▶ [SUPPLIED PASSAGE]
On Sunday, 4 December 2022 at 22:46:52 UTC, Ali Çehreli wrote:
That's way beyond my pay grade. Explain please. :)
The reason that the GC stops threads right now is to ensure that
something doesn't change in the middle of its analysis.
Consider for example, the GC scans address 0 - 1000 and finds
nothing. Then a running thread moves a reference from memory
address 2200 down to address 800 while the GC is scanning
1000-2000.
Then the GC scans 2000-3000, where the object used to be, but it
isn't there anymore... and the GC has no clue it needs to scan
address 800 again. It, never having seen the object, thinks the
object is just dead and frees it.
Then the thread tries to use the object, leading to a crash.
The current implementation prevents this by stopping all threads.
If nothing is running, nothing can move objects around while the
GC is trying to find them.
But, actually stopping everything requires 1) the GC knows which
threads are there and has a way to stop them and 2) is overkill!
All it really needs to do is prevent certain operations that
might change the GC's analysis while it is running, like what
happened in the example. It isn't important to stop numeric work,
that won't change the GC. It isn't important to stop pointer
reads (well not in D's gc anyway, there's some that do need to
stop this) so it doesn't need to stop them either.

▶ [DATA EXCERPTS]

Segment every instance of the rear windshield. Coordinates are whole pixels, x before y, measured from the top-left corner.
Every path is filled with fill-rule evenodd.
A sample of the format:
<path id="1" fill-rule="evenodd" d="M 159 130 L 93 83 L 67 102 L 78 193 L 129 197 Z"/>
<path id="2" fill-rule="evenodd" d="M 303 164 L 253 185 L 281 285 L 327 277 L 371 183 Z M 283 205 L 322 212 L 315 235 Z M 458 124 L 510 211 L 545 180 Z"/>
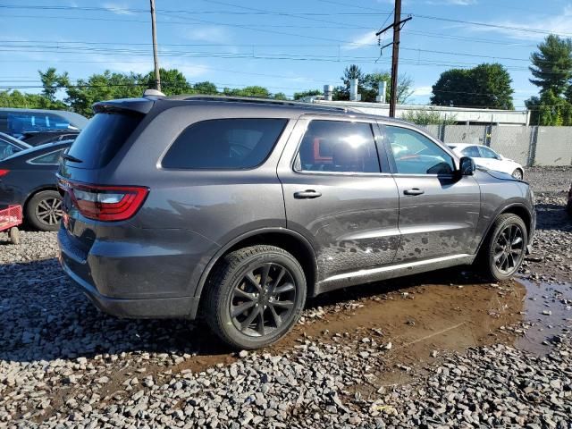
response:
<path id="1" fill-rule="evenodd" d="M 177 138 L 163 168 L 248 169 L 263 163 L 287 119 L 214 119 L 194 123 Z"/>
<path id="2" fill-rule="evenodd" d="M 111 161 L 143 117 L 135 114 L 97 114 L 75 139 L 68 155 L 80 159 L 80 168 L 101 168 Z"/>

* * *

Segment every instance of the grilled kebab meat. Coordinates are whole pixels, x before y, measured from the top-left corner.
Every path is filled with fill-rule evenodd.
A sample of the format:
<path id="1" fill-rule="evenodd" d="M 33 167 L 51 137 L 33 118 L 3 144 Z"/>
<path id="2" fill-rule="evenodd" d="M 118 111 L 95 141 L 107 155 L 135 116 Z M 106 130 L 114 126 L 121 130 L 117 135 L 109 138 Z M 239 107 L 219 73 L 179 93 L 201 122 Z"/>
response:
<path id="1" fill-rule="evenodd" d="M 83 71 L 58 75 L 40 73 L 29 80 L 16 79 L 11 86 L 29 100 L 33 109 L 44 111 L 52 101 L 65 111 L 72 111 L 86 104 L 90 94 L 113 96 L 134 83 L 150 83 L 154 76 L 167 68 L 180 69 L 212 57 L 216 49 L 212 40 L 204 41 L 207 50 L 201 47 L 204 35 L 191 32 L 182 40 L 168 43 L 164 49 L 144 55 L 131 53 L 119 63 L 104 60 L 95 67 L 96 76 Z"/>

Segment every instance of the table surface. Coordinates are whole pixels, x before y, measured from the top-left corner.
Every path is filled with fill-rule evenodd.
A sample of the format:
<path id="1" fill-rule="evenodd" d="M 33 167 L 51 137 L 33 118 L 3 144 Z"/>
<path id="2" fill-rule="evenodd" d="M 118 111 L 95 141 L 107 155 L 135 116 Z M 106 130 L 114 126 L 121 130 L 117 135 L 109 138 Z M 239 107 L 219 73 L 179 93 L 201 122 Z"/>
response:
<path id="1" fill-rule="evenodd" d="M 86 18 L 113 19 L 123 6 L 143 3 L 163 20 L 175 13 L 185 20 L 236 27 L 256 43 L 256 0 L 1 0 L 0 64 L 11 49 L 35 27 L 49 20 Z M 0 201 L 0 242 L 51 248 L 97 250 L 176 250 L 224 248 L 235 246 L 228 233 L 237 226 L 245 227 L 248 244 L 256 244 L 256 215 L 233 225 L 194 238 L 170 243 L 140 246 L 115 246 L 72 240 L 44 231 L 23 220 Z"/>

▶ [STATED EXERCISE A]
List every address range that the forum post about the garbage collector says the GC scans.
▶ [STATED EXERCISE B]
Pull out every line of the rows that contains the word "Coordinates", matching its case exactly.

▶ [TASK ANSWER A]
0 - 1000
1000-2000
2000-3000

▶ [TASK ANSWER B]
Segment every instance of the rear windshield. Coordinates are whole pixels, x before y, measured from the top-left corner.
Segment every instance of the grilled kebab meat. Coordinates are whole pixels, x before y, measured from the top-left corner.
Segment every instance of the table surface. Coordinates are whole pixels, x before y, measured from the top-left corner.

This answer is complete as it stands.